| ACTIVITIES |
**a.** Extract from the Google Autocomplete keyword tool text the stretch from "##How to Use" through "clustered keyword file.", copying it word for word.
**b.** Filter the rows, keeping every line that contains the string "negative"; treat case as significant.

| SUPPLIED TEXT |
########################################
See the associated tutorial on using this Google Colab on MLforSEO blog - [How to use Google Autocomplete API and Place API for Keyword Suggestions with Python](https://www.mlforseo.com/machine-learning-implementation-guides/keyword-research/how-to-use-google-autocomplete-apis-for-keyword-suggestions/)

If you're interested in [ML-enabled Semantic Keyword Research - purchase the course](https://academy.mlforseo.com/product/semantic-ml-enabled-keyword-research-course/).

# Google Search Autocomplete



This script is designed to streamline the process of keyword research by leveraging Google Autocomplete. Here's a step-by-step explanation of what it does and how it can be useful:

The goal is to generate a comprehensive list of keyword suggestions based on user-provided seed keywords and organize them into clusters. Each suggestion is linked back to its seed keyword for easy analysis.

## Key Features:
* User-Friendly Input:


The user uploads a CSV file containing up to 100 seed keywords.
Each keyword serves as a starting point for generating related suggestions.
* Automated Keyword Expansion:

The script queries Google Suggest for each seed keyword, exploring multiple variations by appending letters (a-z) and blank spaces.
This ensures a wide range of suggestions, capturing potential long-tail keywords.
* Stopword Filtering:

A built-in list of common stopwords removes irrelevant terms, ensuring only meaningful words contribute to clustering.
*  Keyword Clustering:

Suggestions are grouped based on common terms.
Each suggestion is tagged with its corresponding cluster (common word) and the originating seed keyword.
* Batch Processing:

The script processes keywords in batches of 5 to optimize performance and avoid query throttling by Google.
## What you get:

The output is a CSV file containing:

*  Keyword: The suggested search term.
* Cluster: The common word used for grouping.
* Seed Keyword: The original keyword that generated the suggestion.


This structured format helps users easily identify high-potential keywords and their thematic clusters.

## Who Can Benefit?
* SEO Professionals: Build content strategies around relevant, high-traffic keywords.
* Marketers: Discover trending search terms to improve ad targeting.
* Content Creators: Identify long-tail keywords for blog posts, videos, and other media.

##How to Use the Script:

1. Prepare a CSV file with a column named Keywords containing your seed keywords.
2. Upload the file when prompted.
3. The script will process the keywords, generate suggestions, and download a clustered keyword file.

This tool simplifies the often time-consuming task of keyword suggestion using Google Autosuggest, providing actionable insights in a few simple steps.

In [None]:
## Step 1: Upload Keyword File

import pandas as pd
import requests
import json
import time
import string
from nltk.tokenize import word_tokenize
from collections import Counter
from google.colab import files
import nltk


# Download necessary NLTK data
nltk.download('punkt')
nltk.download('punkt_tab') # Download the punkt_tab resource

# Prompt user to upload a CSV file with keywords
uploaded = files.upload()
########################################
| RECORDED DATA |
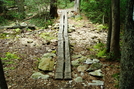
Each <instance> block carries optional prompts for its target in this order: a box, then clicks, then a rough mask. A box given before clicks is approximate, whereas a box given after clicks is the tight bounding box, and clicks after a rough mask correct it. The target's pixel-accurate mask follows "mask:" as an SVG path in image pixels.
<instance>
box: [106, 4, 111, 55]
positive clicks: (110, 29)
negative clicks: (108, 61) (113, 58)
mask: <svg viewBox="0 0 134 89" xmlns="http://www.w3.org/2000/svg"><path fill="white" fill-rule="evenodd" d="M111 4H112V3H111V2H110V5H109V8H110V11H109V12H110V14H109V28H108V36H107V44H106V52H107V53H109V52H110V43H111V34H112V8H111Z"/></svg>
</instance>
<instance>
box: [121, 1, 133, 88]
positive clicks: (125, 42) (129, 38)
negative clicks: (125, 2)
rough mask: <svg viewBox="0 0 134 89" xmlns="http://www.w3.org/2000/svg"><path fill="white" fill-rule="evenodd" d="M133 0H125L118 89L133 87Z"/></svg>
mask: <svg viewBox="0 0 134 89" xmlns="http://www.w3.org/2000/svg"><path fill="white" fill-rule="evenodd" d="M133 10H134V0H127V11H126V23H125V31H124V36H123V45H122V53H121V73H120V89H134V20H133Z"/></svg>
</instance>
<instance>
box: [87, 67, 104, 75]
mask: <svg viewBox="0 0 134 89" xmlns="http://www.w3.org/2000/svg"><path fill="white" fill-rule="evenodd" d="M89 74H90V75H91V76H95V77H103V76H104V75H103V74H102V71H101V69H99V70H95V71H93V72H89Z"/></svg>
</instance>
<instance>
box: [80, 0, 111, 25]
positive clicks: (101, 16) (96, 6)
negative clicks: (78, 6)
mask: <svg viewBox="0 0 134 89" xmlns="http://www.w3.org/2000/svg"><path fill="white" fill-rule="evenodd" d="M109 5H110V0H100V1H98V0H86V1H85V0H83V2H82V3H81V9H82V11H84V12H86V16H87V17H89V18H90V20H91V21H92V22H93V23H101V22H102V18H103V16H104V17H105V18H108V17H107V16H108V13H109Z"/></svg>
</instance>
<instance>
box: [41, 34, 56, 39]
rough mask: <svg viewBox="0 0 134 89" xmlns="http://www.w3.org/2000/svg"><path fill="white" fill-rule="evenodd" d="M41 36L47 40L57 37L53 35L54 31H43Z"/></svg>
mask: <svg viewBox="0 0 134 89" xmlns="http://www.w3.org/2000/svg"><path fill="white" fill-rule="evenodd" d="M40 37H42V38H44V39H45V40H47V41H50V40H52V39H55V37H54V36H52V33H50V32H47V33H46V32H44V33H41V34H40Z"/></svg>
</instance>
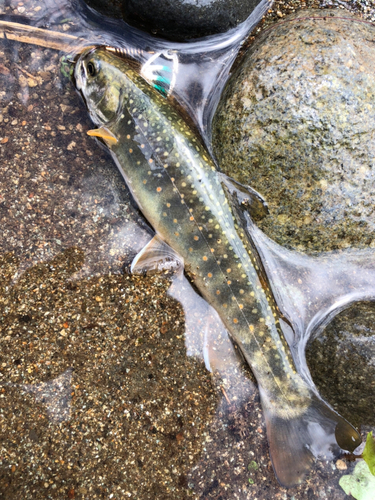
########################################
| YOUR RESPONSES |
**a.**
##How to Use the Script:

1. Prepare a CSV file with a column named Keywords containing your seed keywords.
2. Upload the file when prompted.
3. The script will process the keywords, generate suggestions, and download a clustered keyword file.

**b.**
negative clicks: (108, 61) (113, 58)
negative clicks: (125, 2)
negative clicks: (78, 6)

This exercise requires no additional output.